Why I had an unassisted breech VBAC

Sorry, its not a joke.  I am an obstetrician, but to this day I cannot believe how I delivered my last baby.

My third child was a complete surprise.  After two complicated pregnancies, we had decided that our family was complete.  When the morning sickness started, it actually took me a few days to figure out what was going on.  I learned first hand that birth control is not 100% effective.

My other two babies had been delivered and gone straight to the NICU – one following a cord prolapse and the other septic due to chorioamnionitis.  I was definitely not the first to hold either baby.  I don’t even think I made the top ten.  Didn’t mater, they are healthy now and we are bonded just fine.

Now I was pregnant with a surprise pregnancy, severe morning sickness and not sure what to expect.  I told my OB that I just wanted to get far enough along in pregnancy to be the first (or at least one of the first) to touch and hold my baby.  It wasn’t just a sentimental thing, it would mean that my baby was alive, healthy and not necessarily looking at a long NICU stay.  They might even be able to come home with me on my discharge from hospital.

◆ Assignment:
For each statement below, say yes or no according to the breech VBAC post, and quote the words of the post that decide it.
1. The writer's third pregnancy was planned.
2. Both of the writer's earlier babies went to the NICU after delivery.
3. The writer works as an obstetrician.

◆ Dataset extract:

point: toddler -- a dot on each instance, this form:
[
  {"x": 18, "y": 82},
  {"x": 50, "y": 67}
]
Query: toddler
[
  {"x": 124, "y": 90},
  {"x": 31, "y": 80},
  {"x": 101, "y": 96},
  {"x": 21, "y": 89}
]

◆ Task answer:
1. No: "My third child was a complete surprise."
2. Yes: "My other two babies had been delivered and gone straight to the NICU"
3. Yes: "I am an obstetrician"